[Position annotation records]

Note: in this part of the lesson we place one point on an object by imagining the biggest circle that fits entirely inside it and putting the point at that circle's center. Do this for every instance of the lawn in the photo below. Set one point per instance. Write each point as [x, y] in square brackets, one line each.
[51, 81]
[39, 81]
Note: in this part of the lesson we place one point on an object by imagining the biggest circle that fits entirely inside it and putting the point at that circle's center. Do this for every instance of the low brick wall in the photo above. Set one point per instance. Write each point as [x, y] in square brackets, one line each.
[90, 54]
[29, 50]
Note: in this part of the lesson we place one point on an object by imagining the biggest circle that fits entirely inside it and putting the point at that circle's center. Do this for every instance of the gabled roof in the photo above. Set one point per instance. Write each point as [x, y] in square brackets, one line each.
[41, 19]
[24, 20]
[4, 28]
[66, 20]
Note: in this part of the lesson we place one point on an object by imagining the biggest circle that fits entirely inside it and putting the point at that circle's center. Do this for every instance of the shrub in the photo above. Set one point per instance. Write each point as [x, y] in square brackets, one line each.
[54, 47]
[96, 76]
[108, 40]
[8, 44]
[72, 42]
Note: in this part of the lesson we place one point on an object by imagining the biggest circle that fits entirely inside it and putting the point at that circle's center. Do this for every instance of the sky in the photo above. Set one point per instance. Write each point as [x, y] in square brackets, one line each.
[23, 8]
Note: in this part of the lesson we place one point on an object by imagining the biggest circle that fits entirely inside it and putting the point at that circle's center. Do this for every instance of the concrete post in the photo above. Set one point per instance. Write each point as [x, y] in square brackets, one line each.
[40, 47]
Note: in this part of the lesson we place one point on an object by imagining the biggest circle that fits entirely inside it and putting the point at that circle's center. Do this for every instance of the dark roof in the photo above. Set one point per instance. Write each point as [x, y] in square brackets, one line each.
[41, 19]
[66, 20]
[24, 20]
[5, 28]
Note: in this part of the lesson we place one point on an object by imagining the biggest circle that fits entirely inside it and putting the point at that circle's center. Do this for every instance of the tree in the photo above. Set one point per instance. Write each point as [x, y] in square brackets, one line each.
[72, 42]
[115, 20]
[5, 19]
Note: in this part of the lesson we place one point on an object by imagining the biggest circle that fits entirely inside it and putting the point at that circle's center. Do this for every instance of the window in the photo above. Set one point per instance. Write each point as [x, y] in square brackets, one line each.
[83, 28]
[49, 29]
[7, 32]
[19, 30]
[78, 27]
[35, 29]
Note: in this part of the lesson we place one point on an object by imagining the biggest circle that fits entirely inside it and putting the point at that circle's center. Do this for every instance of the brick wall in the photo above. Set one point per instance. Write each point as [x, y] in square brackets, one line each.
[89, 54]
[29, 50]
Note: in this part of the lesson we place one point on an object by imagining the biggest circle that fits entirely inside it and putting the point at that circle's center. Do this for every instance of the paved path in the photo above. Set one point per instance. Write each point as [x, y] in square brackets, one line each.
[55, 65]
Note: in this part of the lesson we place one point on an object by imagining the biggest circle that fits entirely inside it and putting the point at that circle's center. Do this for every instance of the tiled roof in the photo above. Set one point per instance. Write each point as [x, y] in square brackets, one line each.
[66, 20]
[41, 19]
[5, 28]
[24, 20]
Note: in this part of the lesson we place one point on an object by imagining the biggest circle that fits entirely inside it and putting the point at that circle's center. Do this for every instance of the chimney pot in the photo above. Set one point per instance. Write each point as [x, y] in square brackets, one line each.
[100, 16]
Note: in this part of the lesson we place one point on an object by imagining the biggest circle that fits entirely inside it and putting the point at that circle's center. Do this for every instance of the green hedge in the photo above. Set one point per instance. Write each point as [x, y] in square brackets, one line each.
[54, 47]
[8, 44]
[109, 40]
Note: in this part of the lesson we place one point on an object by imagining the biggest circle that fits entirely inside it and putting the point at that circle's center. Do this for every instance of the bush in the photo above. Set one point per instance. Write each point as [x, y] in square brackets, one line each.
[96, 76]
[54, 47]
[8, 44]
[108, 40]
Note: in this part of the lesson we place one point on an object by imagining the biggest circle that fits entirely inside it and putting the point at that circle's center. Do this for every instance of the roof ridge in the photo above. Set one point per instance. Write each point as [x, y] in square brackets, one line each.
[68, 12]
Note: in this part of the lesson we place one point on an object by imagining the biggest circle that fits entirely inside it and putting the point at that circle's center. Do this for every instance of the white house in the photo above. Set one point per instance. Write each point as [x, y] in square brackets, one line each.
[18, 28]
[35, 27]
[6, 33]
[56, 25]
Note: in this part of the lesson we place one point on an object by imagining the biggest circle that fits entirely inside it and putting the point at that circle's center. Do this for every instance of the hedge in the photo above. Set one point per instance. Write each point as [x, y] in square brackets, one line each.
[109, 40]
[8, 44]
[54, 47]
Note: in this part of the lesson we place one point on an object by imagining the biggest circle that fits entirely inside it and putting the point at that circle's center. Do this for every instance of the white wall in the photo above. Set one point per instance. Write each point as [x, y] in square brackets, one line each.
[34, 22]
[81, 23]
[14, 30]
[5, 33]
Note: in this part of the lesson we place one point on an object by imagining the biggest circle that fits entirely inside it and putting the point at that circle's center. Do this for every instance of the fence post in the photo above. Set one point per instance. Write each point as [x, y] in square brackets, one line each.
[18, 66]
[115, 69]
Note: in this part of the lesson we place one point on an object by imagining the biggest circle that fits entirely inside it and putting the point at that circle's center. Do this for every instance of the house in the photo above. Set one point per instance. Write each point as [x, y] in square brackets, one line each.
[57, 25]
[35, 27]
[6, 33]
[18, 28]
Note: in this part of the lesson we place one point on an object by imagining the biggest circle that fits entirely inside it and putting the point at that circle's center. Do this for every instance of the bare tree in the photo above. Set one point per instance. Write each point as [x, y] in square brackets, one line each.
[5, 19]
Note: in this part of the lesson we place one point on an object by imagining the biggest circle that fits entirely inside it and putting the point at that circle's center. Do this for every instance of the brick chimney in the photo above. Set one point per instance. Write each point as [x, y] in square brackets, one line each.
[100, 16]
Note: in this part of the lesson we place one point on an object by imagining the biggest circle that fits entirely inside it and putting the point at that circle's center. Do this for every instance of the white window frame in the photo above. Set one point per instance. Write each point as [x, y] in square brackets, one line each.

* [Stated exercise]
How many lines in the listing above contain the string "frame", counting only matches in the same letter case? Reply with the number alone.

* [Finished exercise]
1